**Source passage**.
=== Section Start ===

Union Leader Correspondent

August 23. 2017 3:22PM

New Hampshire Health and Human Services Commissioner is Jeffrey A. Meyers talks about funding for the state's opioid crisis at a Executive Councilor meeting with Gov. Chris Sununu at Keene State College Wednesday. (Meghan Pierce/Union Leader Correspondent)

KEENE — The Governor and Executive Council approved more than $1.2 million in state grants Wednesday to fight opioid addiction.

"We passed a lot of contracts today that are going to go a long way to help a lot of people dealing with the opioid crisis," Gov. Chris Sununu said after the meeting at Keene State College. "My budget doubled the alcohol fund in the state of New Hampshire to make sure that we're putting resources to treatment, to recovery. We're focusing money where it needs to be focused. We're doing it better than anybody in the country when it comes to getting the biggest bang for our buck."

The funds include $200,000 for Serenity Place in Manchester and $200,000 for Harbor Homes in Nashua to keep the Safe Station programs operating in Manchester and Nashua, the state's two largest cities.

Manchester Alcoholism Rehabilitation Center also received up to $200,000 for intensive outpatient and hospitalization for people struggling with substance use disorders.

Another $395,892 was approved to fund agreements with vendors for substance misuse prevention direct services to youth and their parents or caregivers.

Also approved was an agreement with North Country Health Consortium in Littleton to fund up to $250,000 in services to bridge the transition from Tri-County Community Action Programs/Division of Alcohol and Other Drug Services to the North County Health Consortium.

During the meeting, Executive Councilor Chris Pappas, D-Manchester, commended the Safe Station program, which transforms fire stations into intake centers where addicts can get help without fear of being arrested.

But in light of the recent rise in overdoses in Manchester, Pappas asked if the state was doing enough and if the state needs more resources to fight the opioid crisis.

"The problem's not going away. I heard this past weekend there were two overdoses in Manchester alone," Pappas said.

New Hampshire Health and Human Services Commissioner Jeffrey A. Meyers said the funding proposal was put together over the past few weeks while overdoses were spiking.

Meyers said the opioid problem should be monitored to see if it requires additional funds. "We have to reassess how these funds are allocated as we head into the next fiscal year," Meyers said.

Pappas also asked if any of these deaths could be linked to fentanyl or other substances being added to heroin.

Deputy Attorney General Ann Rice said toxicology tests will take up to five weeks to determine that.

=== Section End ===

**Given information**.
=== Section Start ===

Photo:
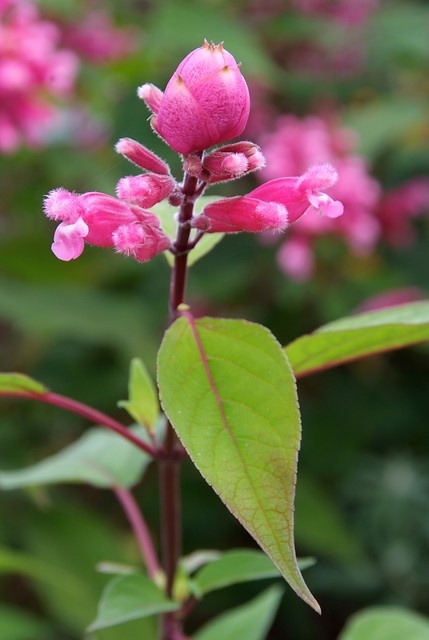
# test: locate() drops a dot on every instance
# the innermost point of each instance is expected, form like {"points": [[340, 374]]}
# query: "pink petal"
{"points": [[232, 215], [286, 192], [69, 240]]}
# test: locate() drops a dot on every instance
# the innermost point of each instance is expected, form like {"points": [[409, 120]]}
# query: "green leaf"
{"points": [[230, 394], [167, 213], [359, 336], [18, 382], [99, 458], [240, 565], [251, 621], [142, 403], [390, 623], [16, 624], [129, 598], [142, 629]]}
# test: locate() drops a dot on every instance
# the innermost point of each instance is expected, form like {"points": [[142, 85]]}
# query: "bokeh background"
{"points": [[344, 81]]}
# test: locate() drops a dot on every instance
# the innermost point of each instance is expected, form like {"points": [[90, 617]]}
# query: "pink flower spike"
{"points": [[61, 204], [141, 156], [151, 95], [232, 215], [69, 240], [145, 190]]}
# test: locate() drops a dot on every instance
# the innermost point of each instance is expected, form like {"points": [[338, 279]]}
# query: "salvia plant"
{"points": [[226, 396]]}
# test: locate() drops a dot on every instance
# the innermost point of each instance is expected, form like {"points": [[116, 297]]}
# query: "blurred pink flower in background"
{"points": [[98, 39], [369, 215], [34, 70], [351, 12], [295, 144], [38, 73], [399, 207]]}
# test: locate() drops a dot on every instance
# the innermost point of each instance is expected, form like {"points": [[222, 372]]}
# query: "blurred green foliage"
{"points": [[362, 503]]}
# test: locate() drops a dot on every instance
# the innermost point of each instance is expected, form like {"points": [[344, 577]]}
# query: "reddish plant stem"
{"points": [[140, 530], [169, 467], [96, 417]]}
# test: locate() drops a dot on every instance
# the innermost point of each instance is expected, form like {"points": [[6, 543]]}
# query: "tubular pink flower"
{"points": [[101, 216], [141, 156], [69, 240], [140, 241], [232, 215], [205, 102], [298, 194], [145, 190]]}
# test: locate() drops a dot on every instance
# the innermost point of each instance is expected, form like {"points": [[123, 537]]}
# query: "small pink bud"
{"points": [[298, 194], [145, 190], [222, 166], [61, 204], [151, 95], [69, 240], [193, 165], [141, 156], [205, 102], [140, 241], [256, 161], [232, 215]]}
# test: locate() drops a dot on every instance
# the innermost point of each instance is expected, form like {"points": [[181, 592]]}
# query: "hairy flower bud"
{"points": [[141, 156], [140, 241], [145, 190], [205, 102], [222, 166], [151, 95]]}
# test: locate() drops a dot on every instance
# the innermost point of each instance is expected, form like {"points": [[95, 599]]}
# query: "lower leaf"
{"points": [[229, 392]]}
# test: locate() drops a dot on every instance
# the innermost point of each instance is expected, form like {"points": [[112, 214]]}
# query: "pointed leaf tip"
{"points": [[20, 383]]}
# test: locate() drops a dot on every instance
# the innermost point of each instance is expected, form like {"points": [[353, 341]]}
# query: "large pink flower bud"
{"points": [[205, 102]]}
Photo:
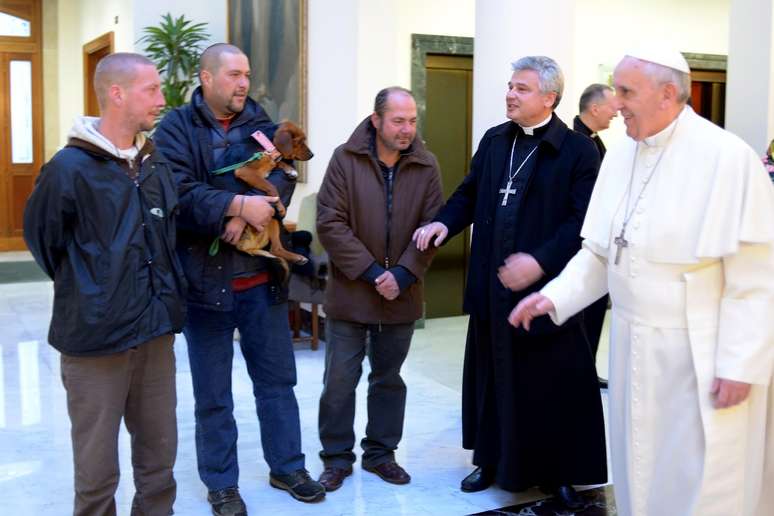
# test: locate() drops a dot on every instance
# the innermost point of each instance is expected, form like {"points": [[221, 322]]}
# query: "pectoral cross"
{"points": [[620, 243], [507, 191]]}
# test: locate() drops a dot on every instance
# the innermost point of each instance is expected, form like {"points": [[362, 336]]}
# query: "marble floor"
{"points": [[35, 455]]}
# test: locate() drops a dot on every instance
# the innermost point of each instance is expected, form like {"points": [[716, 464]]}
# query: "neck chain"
{"points": [[620, 241], [508, 190]]}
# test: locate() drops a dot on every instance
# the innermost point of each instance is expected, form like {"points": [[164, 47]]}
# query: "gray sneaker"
{"points": [[227, 502], [300, 485]]}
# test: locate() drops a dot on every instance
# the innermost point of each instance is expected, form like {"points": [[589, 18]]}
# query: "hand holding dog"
{"points": [[233, 230], [387, 286], [257, 210]]}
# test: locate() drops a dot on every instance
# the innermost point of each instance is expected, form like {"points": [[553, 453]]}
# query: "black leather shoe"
{"points": [[569, 497], [480, 479], [300, 486], [227, 502]]}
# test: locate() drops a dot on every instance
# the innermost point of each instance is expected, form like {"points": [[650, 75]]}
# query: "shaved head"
{"points": [[211, 58], [119, 68]]}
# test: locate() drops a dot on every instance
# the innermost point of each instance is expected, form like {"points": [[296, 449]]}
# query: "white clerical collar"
{"points": [[531, 129], [660, 138]]}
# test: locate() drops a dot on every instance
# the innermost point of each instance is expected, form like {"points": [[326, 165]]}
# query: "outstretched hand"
{"points": [[424, 235], [534, 305], [727, 393]]}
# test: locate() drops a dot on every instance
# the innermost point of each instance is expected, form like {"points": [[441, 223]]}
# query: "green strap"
{"points": [[215, 246], [223, 170]]}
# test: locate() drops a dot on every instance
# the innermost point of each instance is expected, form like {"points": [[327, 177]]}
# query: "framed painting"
{"points": [[273, 35]]}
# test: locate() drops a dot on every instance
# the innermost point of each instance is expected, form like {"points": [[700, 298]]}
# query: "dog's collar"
{"points": [[263, 141]]}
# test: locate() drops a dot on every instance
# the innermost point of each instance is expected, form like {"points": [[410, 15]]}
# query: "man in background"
{"points": [[596, 110]]}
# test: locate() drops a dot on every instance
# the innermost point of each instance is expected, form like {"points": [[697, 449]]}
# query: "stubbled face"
{"points": [[397, 127], [144, 99], [605, 111], [225, 90], [525, 104], [641, 101]]}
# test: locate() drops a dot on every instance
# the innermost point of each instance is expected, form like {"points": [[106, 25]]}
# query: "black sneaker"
{"points": [[300, 485], [227, 502]]}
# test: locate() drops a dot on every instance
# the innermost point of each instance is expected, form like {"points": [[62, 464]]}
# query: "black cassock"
{"points": [[530, 400]]}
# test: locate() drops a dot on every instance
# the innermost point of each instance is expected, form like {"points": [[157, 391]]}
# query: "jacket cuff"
{"points": [[371, 273], [403, 276]]}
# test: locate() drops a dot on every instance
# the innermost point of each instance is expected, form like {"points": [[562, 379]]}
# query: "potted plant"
{"points": [[175, 45]]}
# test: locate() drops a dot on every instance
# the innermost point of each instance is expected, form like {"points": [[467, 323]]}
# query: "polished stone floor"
{"points": [[35, 456]]}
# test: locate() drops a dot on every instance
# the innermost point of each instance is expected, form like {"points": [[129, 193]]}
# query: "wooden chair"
{"points": [[304, 289]]}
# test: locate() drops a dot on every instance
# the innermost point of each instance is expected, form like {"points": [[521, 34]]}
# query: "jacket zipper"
{"points": [[145, 230]]}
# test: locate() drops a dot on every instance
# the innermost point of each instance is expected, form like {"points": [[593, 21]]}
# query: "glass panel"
{"points": [[21, 112], [13, 26]]}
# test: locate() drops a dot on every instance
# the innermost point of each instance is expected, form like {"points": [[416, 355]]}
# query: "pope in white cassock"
{"points": [[680, 232]]}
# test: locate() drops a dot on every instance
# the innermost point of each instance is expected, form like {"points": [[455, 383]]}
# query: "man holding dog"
{"points": [[229, 289], [101, 223], [379, 187]]}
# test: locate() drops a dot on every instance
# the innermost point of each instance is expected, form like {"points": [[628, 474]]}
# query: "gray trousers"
{"points": [[138, 386], [346, 345]]}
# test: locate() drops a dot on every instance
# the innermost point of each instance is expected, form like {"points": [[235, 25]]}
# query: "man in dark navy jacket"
{"points": [[101, 224], [531, 409], [229, 289]]}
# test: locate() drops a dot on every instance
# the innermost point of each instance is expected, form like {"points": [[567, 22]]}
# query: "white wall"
{"points": [[588, 38], [750, 102], [356, 48], [505, 31], [80, 21], [605, 29]]}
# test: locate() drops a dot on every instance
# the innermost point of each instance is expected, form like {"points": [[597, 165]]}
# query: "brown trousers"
{"points": [[137, 385]]}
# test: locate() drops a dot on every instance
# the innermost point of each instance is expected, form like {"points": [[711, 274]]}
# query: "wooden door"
{"points": [[447, 132], [93, 51], [708, 94], [21, 114]]}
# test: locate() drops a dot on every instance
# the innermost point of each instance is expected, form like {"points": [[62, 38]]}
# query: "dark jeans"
{"points": [[268, 351], [345, 346], [138, 386]]}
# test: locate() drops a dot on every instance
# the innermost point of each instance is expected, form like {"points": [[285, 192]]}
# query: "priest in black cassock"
{"points": [[531, 408], [596, 109]]}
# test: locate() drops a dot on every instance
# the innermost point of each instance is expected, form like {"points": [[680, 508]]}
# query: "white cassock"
{"points": [[693, 299]]}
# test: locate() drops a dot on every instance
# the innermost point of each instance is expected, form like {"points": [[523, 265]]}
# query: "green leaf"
{"points": [[175, 45]]}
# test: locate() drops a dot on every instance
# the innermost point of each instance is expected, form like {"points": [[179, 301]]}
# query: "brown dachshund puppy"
{"points": [[290, 141]]}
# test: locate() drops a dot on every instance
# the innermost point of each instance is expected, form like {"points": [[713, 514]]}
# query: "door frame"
{"points": [[421, 45], [96, 45], [24, 49]]}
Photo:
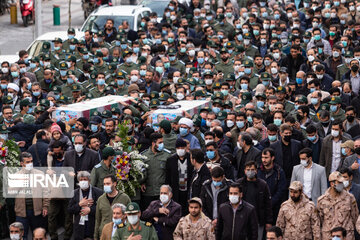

=== Section End ===

**Work instructions**.
(a) Copy everything from "The funds include" down to "parents or caregivers." in the opioid grants article, swapping "caregivers" for "guardians".
(b) According to the opioid grants article, how long will toxicology tests take to show whether fentanyl or other substances were added to heroin?
The rows have no connection to the opioid grants article.

**Task solutions**.
(a)
The funds include $200,000 for Serenity Place in Manchester and $200,000 for Harbor Homes in Nashua to keep the Safe Station programs operating in Manchester and Nashua, the state's two largest cities.

Manchester Alcoholism Rehabilitation Center also received up to $200,000 for intensive outpatient and hospitalization for people struggling with substance use disorders.

Another $395,892 was approved to fund agreements with vendors for substance misuse prevention direct services to youth and their parents or guardians.

(b) Up to five weeks.